## Begin TEXT SEGMENT

In summary, in the communication method described above, deterioration in voice, unnatural interruption of language, jump of voice and so forth which arise from unstable communication or a variation in load in a communication method which is performed through a non-guarantee type network can be eliminated to the utmost to allow natural conversation which can be interpreted readily.

According to another aspect of the present invention, there is provided a voice transmission apparatus, comprising voice inputting means for converting voice of a talking person into electric voice data, speech recognition means for speech recognizing the voice data to convert the voice data into character data, identification data inputting means for inputting identification data for identification of a particular communication object party on a non-guarantee type network, network connection means for connecting the voice transmission apparatus to the particular communication object party based on the identification data through the non-guarantee type network, and transmission means for sending out the character data as packets to the non-guarantee type network.

The voice transmission apparatus may be constructed such that the speech recognition means converts, if, upon recognition of the voice to convert the voice into character data, the conversion into character data results in success, the character data, whose conversion has resulted in success, into packets, but if the recognition results in failure, the speech recognition compression codes the voice data, whose recognition has resulted in failure, and converts the compression coded voice data into packets.

According to a further aspect of the present invention, there is provided a voice reception apparatus, comprising network connection means for connecting the voice reception apparatus to a non-guarantee type network based on an identification signal which specifies the voice reception apparatus, reception means for receiving character data in the form of packets from the non-guarantee type network, speech synthesis conversion means for converting the received packet character data into voice data by speech synthesis, and voice outputting means for outputting voice based on the voice data obtained by the conversion.

The above and other objects, features and advantages of the present invention will become apparent from the following description and the appended claims, taken in conjunction with the accompanying drawings in which like parts or elements are denoted by like reference characters.

BRIEF DESCRIPTION OF THE DRAWINGS

FIGS. 1(a) is a block diagram of a communication system to which a communication method according to the present invention is applied;

FIG. 1(b) is a similar view but showing a modified communication system;

FIG. 2 is a block diagram of another communication system to which the communication method according to the resent invention is applied;

FIG. 3 is a block diagram of a speech recognition-synthesis conversion section of the communication system of FIG. 2;

FIG. 4 is a flow chart illustrating operation of the communication system shown in FIG. 2;

FIGS. 5(a) and 5(b) are flow diagrams illustrating operation of the communication system shown in FIG. 2; and

FIGS. 6(a) and 6(b) are flow diagrams illustrating different data transmission procedures of the communication system shown in FIG. 2.

DESCRIPTION OF THE PREFERRED EMBODIMENTS

Referring first to FIG. 1(a), there are shown a communication system including a voice transmission apparatus and a voice reception apparatus to which a communication method according to the present invention is applied. In the transmission side terminal or voice transmission apparatus, voice of a talking person is inputted through a voice to electric conversion element such as a microphone la to a voice inputting element 1A, by which the voice signal is converted into a corresponding voice data electric signal. The voice data is inputted to a speech recognition conversion section 2A, by which it is converted into a character code data signal using speech recognition. A network control-accessing section 4 formed from, for example, a modem or a terminal adapter is connected to an internet 101 through a public telephone line 51 and an internet service provider 52. After the network control-accessing section 4 establishes connection to the network control-accessing section 4 of a receiving side terminal of the other party of communication based on the Internet protocol, it enters communication in which speech recognition is used. In this instance, the transmission side terminal knows an identification number, generally an IP (Internet Protocol) address, of the reception side terminal in advance, and establishes connection to the reception side terminal using the IP address.

## End TEXT SEGMENT

§ **BRIEF A**: Reproduce, verbatim, the lines of the listing from the line containing "Would you be able to point to the distant" through the end of the listing, inclusive.

## Begin ITEMS

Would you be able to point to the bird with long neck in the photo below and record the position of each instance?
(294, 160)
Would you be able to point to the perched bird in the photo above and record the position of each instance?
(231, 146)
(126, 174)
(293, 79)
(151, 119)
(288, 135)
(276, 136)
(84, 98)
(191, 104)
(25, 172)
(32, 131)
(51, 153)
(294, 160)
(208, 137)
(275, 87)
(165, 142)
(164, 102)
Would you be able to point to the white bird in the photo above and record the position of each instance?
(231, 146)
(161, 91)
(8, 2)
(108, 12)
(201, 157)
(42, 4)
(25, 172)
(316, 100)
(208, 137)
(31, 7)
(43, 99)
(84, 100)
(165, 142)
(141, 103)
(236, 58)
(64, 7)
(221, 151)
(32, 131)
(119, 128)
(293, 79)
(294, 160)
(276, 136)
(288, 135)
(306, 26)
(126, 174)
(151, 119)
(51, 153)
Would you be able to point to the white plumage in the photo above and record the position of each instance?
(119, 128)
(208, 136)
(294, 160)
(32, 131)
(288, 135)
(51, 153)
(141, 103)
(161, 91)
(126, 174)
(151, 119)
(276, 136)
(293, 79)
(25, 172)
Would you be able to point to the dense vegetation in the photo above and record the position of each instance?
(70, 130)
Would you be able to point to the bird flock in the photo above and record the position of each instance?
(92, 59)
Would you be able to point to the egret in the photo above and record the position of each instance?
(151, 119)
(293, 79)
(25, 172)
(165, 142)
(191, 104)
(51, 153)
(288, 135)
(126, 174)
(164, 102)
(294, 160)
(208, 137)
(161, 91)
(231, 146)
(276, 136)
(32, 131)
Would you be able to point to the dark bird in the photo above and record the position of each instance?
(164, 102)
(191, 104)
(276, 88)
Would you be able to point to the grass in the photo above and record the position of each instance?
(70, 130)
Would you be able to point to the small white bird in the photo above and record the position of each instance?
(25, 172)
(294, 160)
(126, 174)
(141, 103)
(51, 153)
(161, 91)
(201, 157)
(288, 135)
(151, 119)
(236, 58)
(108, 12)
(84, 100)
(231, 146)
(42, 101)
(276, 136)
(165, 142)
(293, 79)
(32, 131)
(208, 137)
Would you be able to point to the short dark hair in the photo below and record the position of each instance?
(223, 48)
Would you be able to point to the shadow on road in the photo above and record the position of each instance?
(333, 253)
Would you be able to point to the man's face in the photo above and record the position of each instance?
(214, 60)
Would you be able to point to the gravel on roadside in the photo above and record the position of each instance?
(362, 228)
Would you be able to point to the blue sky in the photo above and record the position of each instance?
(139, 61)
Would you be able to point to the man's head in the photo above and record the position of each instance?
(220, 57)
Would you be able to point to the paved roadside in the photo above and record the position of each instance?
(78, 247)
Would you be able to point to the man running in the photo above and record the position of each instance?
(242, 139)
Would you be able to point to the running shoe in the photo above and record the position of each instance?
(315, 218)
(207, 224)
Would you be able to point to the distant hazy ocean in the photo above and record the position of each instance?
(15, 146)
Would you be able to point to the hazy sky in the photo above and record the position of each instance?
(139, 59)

## End ITEMS

§ **BRIEF B**: According to the patent passage, from what may the network control-accessing section 4 be formed?

§ **WORKED SOLUTION A**:
Would you be able to point to the distant hazy ocean in the photo above and record the position of each instance?
(15, 146)
Would you be able to point to the hazy sky in the photo above and record the position of each instance?
(139, 59)

§ **WORKED SOLUTION B**: A modem or a terminal adapter.